## Erforderliche Arbeiten
• 1. Entnimm dem Minecraft-Test den Abschnitt, der bei den Worten „Minecraft: Xbox 360“ beginnt und nach „auf einmal doch.“ endet, und gib ihn wortgetreu wieder.
• 2. Schreibe den Minecraft-Test im Anschluss an seinen letzten Satz weiter.

## Artikel
Minecraft: Xbox 360 Edition - Test
Ist das noch Freiheit? Oder nur ein besonders großer Käfig?
Dies wäre eigentlich ein einfacher Test gewesen. Nach gut zwölf extrem unterhaltsamen Stunden mit der oft verschobenen "Xbox 360 Edition" von Minecraft (1600 MS Punkte) festgestellt, dass Xbox-Usern hier eine tolle Zeit bevorsteht, Link zum Test der PC-Version und dann noch kurz auf die Unterschiede in Technik und Steuerung eingegangen. Und schon weiß der Leser fast alles, was sich zu wissen lohnt, abzüglich der unersetzlichen eigenen Erfahrungswerte natürlich, aus buchstäblich Nichts alles Mögliche zu machen. Daher am Ende noch mal, weil es so toll war, einen in Herzblut auf flammendem Blümchenpapier geschriebenen Liebesbrief an die nie enden wollende Spielwiese Minecrafts anhängen und dann ... oh. Dann endet sie auf einmal doch.

## Bereitgestelltes Material
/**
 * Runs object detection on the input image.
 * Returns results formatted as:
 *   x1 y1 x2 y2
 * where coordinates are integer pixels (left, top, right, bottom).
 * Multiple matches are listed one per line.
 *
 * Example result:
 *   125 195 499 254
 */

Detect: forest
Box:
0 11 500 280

## Ergebnisse je Aufgabe
• 1.
Minecraft: Xbox 360 Edition - Test
Ist das noch Freiheit? Oder nur ein besonders großer Käfig?
Dies wäre eigentlich ein einfacher Test gewesen. Nach gut zwölf extrem unterhaltsamen Stunden mit der oft verschobenen "Xbox 360 Edition" von Minecraft (1600 MS Punkte) festgestellt, dass Xbox-Usern hier eine tolle Zeit bevorsteht, Link zum Test der PC-Version und dann noch kurz auf die Unterschiede in Technik und Steuerung eingegangen. Und schon weiß der Leser fast alles, was sich zu wissen lohnt, abzüglich der unersetzlichen eigenen Erfahrungswerte natürlich, aus buchstäblich Nichts alles Mögliche zu machen. Daher am Ende noch mal, weil es so toll war, einen in Herzblut auf flammendem Blümchenpapier geschriebenen Liebesbrief an die nie enden wollende Spielwiese Minecrafts anhängen und dann ... oh. Dann endet sie auf einmal doch.

• 2.
Ich bin kein Programmierer und es gibt sicherlich einen guten, technisch vollauf nachvollziehbaren Grund, warum man von etwa der Mitte der Karte loslaufend, nach spätestens fünf Minuten vor eine ebenso unsichtbare wie undurchdringliche Wand läuft. Es ist nur leider so, dass Minecraft viel von seiner Faszination daraus zieht, dieses eine, große Spiel ohne Grenzen zu sein. Ein Spiel, dessen einzige Wände die sind, die ihr selbst aufstellt und zu dem Architekturprojekt zusammensetzt, das euch in dieser Woche so durch den Kopf spukt. Eines, in dem man problemlos seine maßstabsgetreue Snake-Mountain-Nachbildung satthaben kann, die Koffer packt und so weit gen Westen marschiert, dass man ohne Karte, Brotkrumen und abgewickeltem Strickpulli nie, nie, nie wieder zurückfindet. Muss man auch nicht. Baut man sich eben woanders zur Abwechslung vielleicht mal einen richtigen Berg. Das Matterhorn zum Beispiel.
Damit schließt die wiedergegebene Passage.